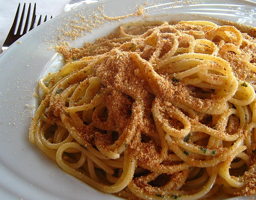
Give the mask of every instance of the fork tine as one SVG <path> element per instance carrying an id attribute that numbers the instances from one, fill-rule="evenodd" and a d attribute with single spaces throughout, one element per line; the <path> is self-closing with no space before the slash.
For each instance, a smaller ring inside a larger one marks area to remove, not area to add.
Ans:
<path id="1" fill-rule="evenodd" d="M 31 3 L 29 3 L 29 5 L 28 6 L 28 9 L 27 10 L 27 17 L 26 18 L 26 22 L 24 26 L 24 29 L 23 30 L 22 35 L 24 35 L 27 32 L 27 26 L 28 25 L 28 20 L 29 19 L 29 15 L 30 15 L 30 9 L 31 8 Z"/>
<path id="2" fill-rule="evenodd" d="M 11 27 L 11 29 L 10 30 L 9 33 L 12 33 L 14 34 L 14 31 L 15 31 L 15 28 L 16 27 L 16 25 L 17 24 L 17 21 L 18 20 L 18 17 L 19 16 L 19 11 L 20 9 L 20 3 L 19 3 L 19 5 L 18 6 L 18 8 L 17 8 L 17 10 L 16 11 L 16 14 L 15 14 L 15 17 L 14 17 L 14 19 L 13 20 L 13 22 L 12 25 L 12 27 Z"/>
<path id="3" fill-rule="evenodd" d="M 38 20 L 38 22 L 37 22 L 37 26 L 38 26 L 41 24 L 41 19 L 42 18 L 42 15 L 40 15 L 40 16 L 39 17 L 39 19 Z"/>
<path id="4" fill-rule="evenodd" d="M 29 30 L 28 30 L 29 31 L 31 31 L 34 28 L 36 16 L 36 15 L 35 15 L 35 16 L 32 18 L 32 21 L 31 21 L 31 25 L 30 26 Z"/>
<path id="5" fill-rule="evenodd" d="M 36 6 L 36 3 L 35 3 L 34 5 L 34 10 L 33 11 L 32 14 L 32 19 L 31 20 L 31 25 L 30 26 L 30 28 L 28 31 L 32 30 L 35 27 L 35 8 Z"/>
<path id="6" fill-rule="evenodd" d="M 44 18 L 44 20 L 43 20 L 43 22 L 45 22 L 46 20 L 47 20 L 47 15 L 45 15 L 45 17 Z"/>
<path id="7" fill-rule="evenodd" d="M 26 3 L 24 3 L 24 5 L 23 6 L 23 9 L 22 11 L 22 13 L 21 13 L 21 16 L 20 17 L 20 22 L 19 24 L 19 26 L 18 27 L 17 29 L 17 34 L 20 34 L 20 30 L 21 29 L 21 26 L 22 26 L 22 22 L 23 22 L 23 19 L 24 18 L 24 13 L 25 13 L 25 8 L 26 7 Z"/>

- What is expected:
Extract every line of text from the rows above, word for word, and leave the pictures out of your answer.

- Response:
Give the mask of every instance of the fork tine as one SVG <path> element per instance carrying an id attribute that numbers the instances from one, fill-rule="evenodd" and a d attribute with single spaces throughout, one element per line; the <path> is self-closing with no space before the slash.
For each instance, a smaller ring inside a larger one marks area to remove, not area to add.
Ans:
<path id="1" fill-rule="evenodd" d="M 31 3 L 29 3 L 29 5 L 28 6 L 28 9 L 27 10 L 27 17 L 26 18 L 26 22 L 24 26 L 24 29 L 23 30 L 22 35 L 24 35 L 27 32 L 27 26 L 28 25 L 28 20 L 29 19 L 29 15 L 30 15 L 30 9 L 31 8 Z"/>
<path id="2" fill-rule="evenodd" d="M 11 27 L 11 29 L 10 30 L 9 33 L 12 33 L 14 34 L 14 31 L 15 31 L 15 28 L 16 27 L 16 25 L 17 24 L 17 21 L 18 20 L 18 17 L 19 16 L 19 11 L 20 9 L 20 3 L 19 3 L 19 5 L 18 6 L 18 8 L 17 8 L 17 10 L 16 11 L 16 14 L 15 14 L 15 17 L 14 17 L 14 19 L 13 20 L 13 22 L 12 25 L 12 27 Z"/>
<path id="3" fill-rule="evenodd" d="M 38 20 L 38 22 L 37 22 L 37 26 L 38 26 L 41 24 L 41 19 L 42 18 L 42 15 L 40 15 L 40 16 L 39 17 L 39 19 Z"/>
<path id="4" fill-rule="evenodd" d="M 29 30 L 28 30 L 29 31 L 31 31 L 34 28 L 36 16 L 36 15 L 35 15 L 35 16 L 32 18 L 32 21 L 31 21 L 31 25 L 30 26 Z"/>
<path id="5" fill-rule="evenodd" d="M 36 6 L 36 3 L 35 3 L 34 5 L 34 10 L 33 11 L 32 14 L 32 19 L 31 20 L 31 25 L 30 26 L 30 28 L 28 31 L 32 30 L 35 27 L 35 8 Z"/>
<path id="6" fill-rule="evenodd" d="M 44 18 L 44 20 L 43 20 L 43 22 L 45 22 L 46 20 L 47 20 L 47 15 L 45 15 L 45 17 Z"/>
<path id="7" fill-rule="evenodd" d="M 26 3 L 24 3 L 24 5 L 23 6 L 23 9 L 22 11 L 22 13 L 21 13 L 21 16 L 20 17 L 20 22 L 19 24 L 19 26 L 18 27 L 17 29 L 17 34 L 20 34 L 20 30 L 21 29 L 21 26 L 22 26 L 22 22 L 23 22 L 23 19 L 24 18 L 24 13 L 25 13 L 25 8 L 26 7 Z"/>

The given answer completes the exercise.